Work order
Make an exact copy of the records, leaving out the images.

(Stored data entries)
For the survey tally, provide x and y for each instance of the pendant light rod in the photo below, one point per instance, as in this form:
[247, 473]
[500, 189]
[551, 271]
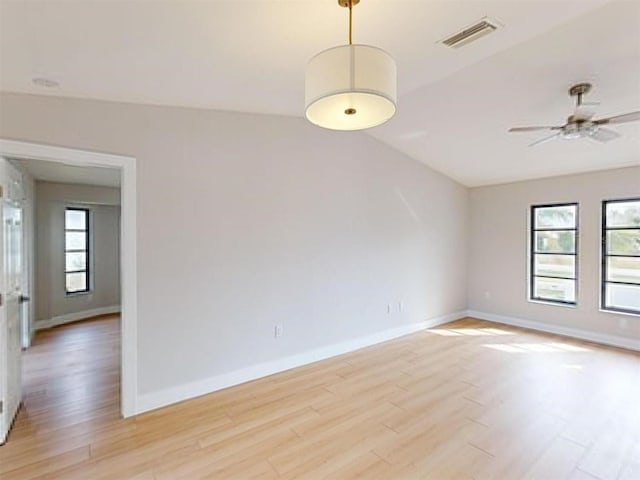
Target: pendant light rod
[349, 4]
[350, 21]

Response to the task
For the survey tally, provide x and y for each instance of the pendant light rod in the photo below, one point per instance, as in this form:
[247, 473]
[500, 189]
[551, 271]
Target: pendant light rod
[349, 4]
[350, 21]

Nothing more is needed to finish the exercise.